◆ Task description ◆
Reproduce the records below line for line, leaving out the pictures.

─── Supplied records

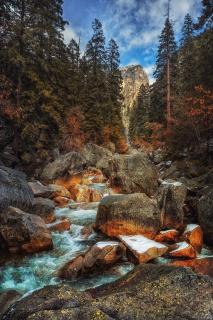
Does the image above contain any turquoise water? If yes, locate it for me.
[0,204,133,294]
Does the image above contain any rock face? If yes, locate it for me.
[4,264,213,320]
[182,224,203,252]
[29,197,55,223]
[109,152,158,196]
[48,219,71,232]
[158,180,187,229]
[121,65,149,127]
[0,117,14,149]
[155,229,179,242]
[41,143,112,181]
[0,166,33,210]
[82,143,112,170]
[119,235,168,263]
[41,152,86,181]
[96,193,160,239]
[0,207,52,253]
[169,241,197,259]
[59,241,125,280]
[0,290,21,319]
[170,257,213,278]
[198,187,213,245]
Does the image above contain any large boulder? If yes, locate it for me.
[198,187,213,245]
[59,241,125,280]
[157,180,187,229]
[28,180,52,198]
[4,264,213,320]
[0,166,33,210]
[41,151,87,181]
[109,152,158,196]
[182,224,203,252]
[29,197,55,223]
[41,143,112,181]
[96,193,160,239]
[0,207,53,253]
[169,241,197,259]
[170,257,213,278]
[82,143,112,170]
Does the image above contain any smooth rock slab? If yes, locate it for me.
[119,235,168,263]
[182,224,203,252]
[169,241,197,259]
[59,241,125,279]
[155,229,179,242]
[96,193,160,239]
[108,152,158,196]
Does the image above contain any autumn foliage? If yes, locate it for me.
[165,86,213,153]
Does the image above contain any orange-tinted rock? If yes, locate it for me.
[119,235,168,263]
[55,172,83,190]
[54,196,70,208]
[169,242,197,259]
[28,181,52,198]
[182,224,203,252]
[28,197,55,223]
[48,219,71,232]
[48,184,71,199]
[155,229,179,242]
[59,241,125,279]
[170,257,213,277]
[96,193,160,239]
[81,227,93,239]
[72,185,103,202]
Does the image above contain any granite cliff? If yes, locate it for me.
[121,65,149,130]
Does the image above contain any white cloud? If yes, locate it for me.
[105,0,200,52]
[127,59,140,66]
[63,24,79,44]
[116,0,137,9]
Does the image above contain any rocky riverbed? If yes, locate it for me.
[0,144,213,320]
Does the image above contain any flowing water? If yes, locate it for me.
[0,184,134,294]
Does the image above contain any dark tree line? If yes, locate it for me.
[0,0,123,168]
[130,0,213,155]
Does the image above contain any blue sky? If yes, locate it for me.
[64,0,201,82]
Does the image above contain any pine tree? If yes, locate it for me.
[104,39,124,142]
[178,14,197,98]
[67,39,83,107]
[195,0,213,29]
[152,18,177,122]
[0,0,68,164]
[130,85,150,142]
[195,0,213,90]
[84,19,107,143]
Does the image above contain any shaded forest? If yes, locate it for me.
[130,0,213,158]
[0,0,213,172]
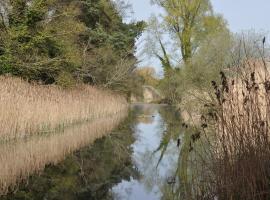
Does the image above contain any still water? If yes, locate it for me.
[3,105,186,200]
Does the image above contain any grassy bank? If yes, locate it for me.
[186,60,270,200]
[0,112,126,197]
[0,76,127,141]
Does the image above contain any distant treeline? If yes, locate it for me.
[0,0,145,92]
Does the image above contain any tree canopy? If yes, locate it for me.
[0,0,145,93]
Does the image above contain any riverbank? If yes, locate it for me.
[0,76,128,141]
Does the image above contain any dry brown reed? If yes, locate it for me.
[0,112,126,196]
[192,60,270,200]
[0,76,127,141]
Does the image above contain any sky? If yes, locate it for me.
[129,0,270,73]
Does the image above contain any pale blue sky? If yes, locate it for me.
[129,0,270,71]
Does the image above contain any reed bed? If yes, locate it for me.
[0,76,127,141]
[188,60,270,200]
[0,112,127,196]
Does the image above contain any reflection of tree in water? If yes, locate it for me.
[155,107,197,200]
[134,105,157,124]
[3,113,138,200]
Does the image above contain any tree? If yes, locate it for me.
[150,0,226,64]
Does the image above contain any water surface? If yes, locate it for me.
[3,105,186,200]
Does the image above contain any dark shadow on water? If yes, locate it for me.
[2,105,193,200]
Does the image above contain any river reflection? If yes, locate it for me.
[3,105,187,200]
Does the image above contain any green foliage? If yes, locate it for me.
[0,0,145,94]
[148,0,232,104]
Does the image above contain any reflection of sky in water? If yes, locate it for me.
[112,107,179,200]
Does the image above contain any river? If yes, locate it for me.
[2,105,188,200]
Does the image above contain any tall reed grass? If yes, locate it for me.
[0,76,127,141]
[0,112,126,196]
[188,60,270,200]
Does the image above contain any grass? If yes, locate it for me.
[0,76,127,141]
[0,76,128,196]
[192,60,270,200]
[0,112,126,197]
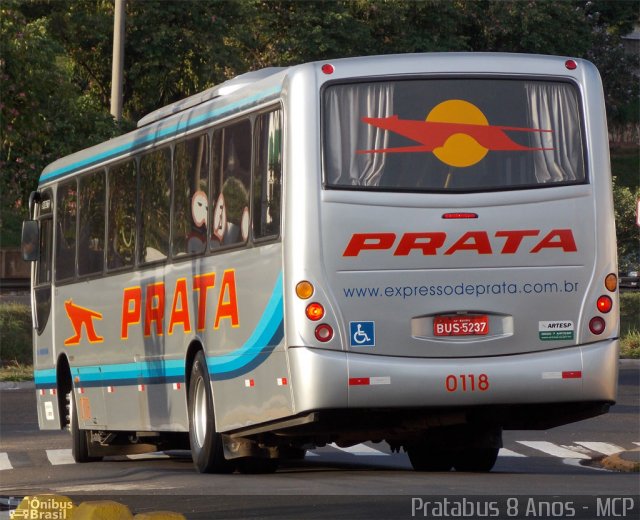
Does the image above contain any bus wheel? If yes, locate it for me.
[407,446,454,471]
[67,390,102,463]
[188,352,233,473]
[453,448,500,472]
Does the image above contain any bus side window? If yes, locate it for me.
[78,170,105,276]
[210,119,251,248]
[253,110,282,240]
[56,179,78,281]
[171,135,210,257]
[107,161,136,269]
[139,148,171,263]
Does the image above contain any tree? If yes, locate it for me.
[0,0,120,245]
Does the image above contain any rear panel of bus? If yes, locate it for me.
[286,55,618,427]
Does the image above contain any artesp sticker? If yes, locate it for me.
[538,320,575,341]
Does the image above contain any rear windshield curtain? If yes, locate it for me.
[324,79,585,191]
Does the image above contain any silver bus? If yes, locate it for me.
[23,53,619,472]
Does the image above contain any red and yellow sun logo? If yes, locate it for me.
[357,99,553,168]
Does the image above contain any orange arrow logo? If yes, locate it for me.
[64,299,104,346]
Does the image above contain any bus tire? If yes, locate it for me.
[407,446,454,471]
[67,390,102,463]
[188,351,233,473]
[453,448,500,472]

──────

◆ Completed task ◆
Does the image above contain any turquoise water? If yes, locate it for me.
[0,204,133,294]
Does the image above contain any rock face? If yes, locate it for me.
[4,264,213,320]
[182,224,203,252]
[29,197,55,223]
[109,152,158,196]
[48,219,71,232]
[158,180,187,229]
[121,65,149,127]
[0,117,14,149]
[155,229,179,242]
[41,143,112,181]
[0,166,33,210]
[82,143,112,170]
[119,235,168,263]
[41,152,86,181]
[96,193,160,239]
[0,207,52,253]
[169,241,197,259]
[59,241,125,280]
[0,290,21,319]
[170,257,213,278]
[198,187,213,245]
Does the image above contain any large boulder? If yes, locate it for me.
[198,187,213,245]
[59,241,125,280]
[157,180,187,229]
[28,180,52,198]
[4,264,213,320]
[0,166,33,210]
[41,151,87,181]
[109,152,158,196]
[182,224,203,252]
[29,197,55,223]
[41,143,112,181]
[96,193,160,239]
[0,207,53,253]
[169,241,197,259]
[170,257,213,278]
[82,143,112,170]
Does the image above contain any smooth rock slab? If yes, locate it for me.
[119,235,168,263]
[182,224,203,252]
[169,241,197,259]
[59,241,125,279]
[155,229,179,242]
[96,193,160,239]
[108,152,158,196]
Does the image above contain any autumn foliage? If yes, locate it for me.
[165,86,213,153]
Does the image above contain any orange-tinted rock? If yes, locate it for me.
[119,235,168,263]
[55,172,83,190]
[54,196,70,208]
[169,242,197,259]
[28,181,52,198]
[182,224,203,252]
[28,197,55,223]
[48,219,71,232]
[48,184,71,199]
[155,229,179,242]
[59,241,125,279]
[170,257,213,277]
[96,193,160,239]
[81,227,93,239]
[72,185,103,202]
Does the image above contain any granite cliff? If yes, locate it for me.
[121,65,149,130]
Does the image above contain any white cloud? If yes, locate it for me.
[105,0,200,52]
[127,59,140,66]
[63,24,79,44]
[116,0,137,9]
Does the image above contain any rocky riverbed? If yes, locate it for me.
[0,144,213,320]
Does the image above contain any flowing water? If yes, locate it for me.
[0,184,134,294]
Does the image above contain any dark tree line? If yes, locate it for me.
[0,0,123,168]
[130,0,213,155]
Does the image above contain any blue sky? If yes, locate it for me.
[64,0,201,82]
Does the image above contain any pine tree? If yes, locate it for me.
[104,39,124,142]
[178,14,197,98]
[67,39,83,107]
[195,0,213,29]
[152,18,177,122]
[0,0,68,164]
[130,85,150,142]
[195,0,213,90]
[84,19,107,143]
Does the image above contain any shaded forest? If yes, locate it for me.
[130,0,213,158]
[0,0,213,172]
Does the image above contain any still water? If yes, locate it for me.
[3,105,186,200]
Does the image above contain any grassy bank? If yes, locate it for me.
[186,60,270,200]
[0,112,126,197]
[0,76,127,141]
Does the image above contain any distant treeline? If yes, locate it for me.
[0,0,145,92]
Does the image above contain any tree canopy? If yes, locate it for me.
[0,0,145,93]
Does the image above contain any riverbank? If yes, locate it for me.
[0,76,128,141]
Does the image above contain any dry brown reed? If yes, locate it for me.
[0,112,126,196]
[192,60,270,200]
[0,76,127,141]
Does the image above contain any sky? If yes, locate it for me.
[129,0,270,73]
Does the image above contain any pale blue sky? If yes, locate it for me.
[129,0,270,71]
Does the image above contain any reed bed? If yes, locate it for me.
[0,76,127,141]
[188,60,270,200]
[0,112,127,196]
Does the image above contain any reflection of tree in water? If yes, locate it for me.
[155,107,197,200]
[134,105,157,124]
[3,113,138,200]
Does the image above contain any tree? If yes, locate it for me.
[150,0,226,64]
Does the image above contain any water surface? If yes, locate it for me.
[3,105,186,200]
Does the image above contain any dark shadow on water? If yes, locate it for me.
[2,105,193,200]
Does the image above contain any river reflection? If yes, locate it for me.
[3,105,187,200]
Does the image above contain any green foliage? If yes, locate it for me.
[0,0,145,94]
[148,0,232,104]
Does the image above contain any reflection of sky in water? If yes, locate it for me.
[112,107,179,200]
Does the image above contain any river? If yes, locate it for me.
[2,105,188,200]
Does the image above contain any tall reed grass? If yes, locate it for me.
[0,76,127,141]
[0,112,126,196]
[188,60,270,200]
Does the image above contain any grass? If yes, locate it for me.
[0,76,127,141]
[0,76,128,196]
[192,60,270,200]
[0,112,126,197]
Does the image above contain any bus wheel? If yes, locate it for me.
[407,446,454,471]
[67,390,102,463]
[188,352,233,473]
[453,448,500,472]
Does the image above contain any bus side window? If yes, locate it for me.
[78,170,105,276]
[210,119,251,248]
[253,110,282,240]
[56,179,78,281]
[171,135,210,257]
[107,161,136,269]
[139,148,171,263]
Does the image above contain any tree? If yes, locate it for me.
[0,0,120,245]
Does the image above contain any rear panel of bus? If yes, locate it for me.
[286,55,618,427]
Does the image above contain any artesp sticker? If yes, locate it for me.
[538,320,575,341]
Does the image above contain any rear windshield curtain? If yes, locate it for me.
[324,79,585,191]
Does the image above contain any silver bus? If yes, locate it for me.
[23,53,619,472]
Does the image above contain any red and yellow sun logo? If yes, locate it for me.
[357,99,553,168]
Does the image above contain any orange arrow logo? If yes, locate it for me.
[64,299,104,346]
Does the image above contain any bus tire? If yes, locate it for me.
[407,446,454,471]
[67,390,102,463]
[188,351,233,473]
[453,448,500,472]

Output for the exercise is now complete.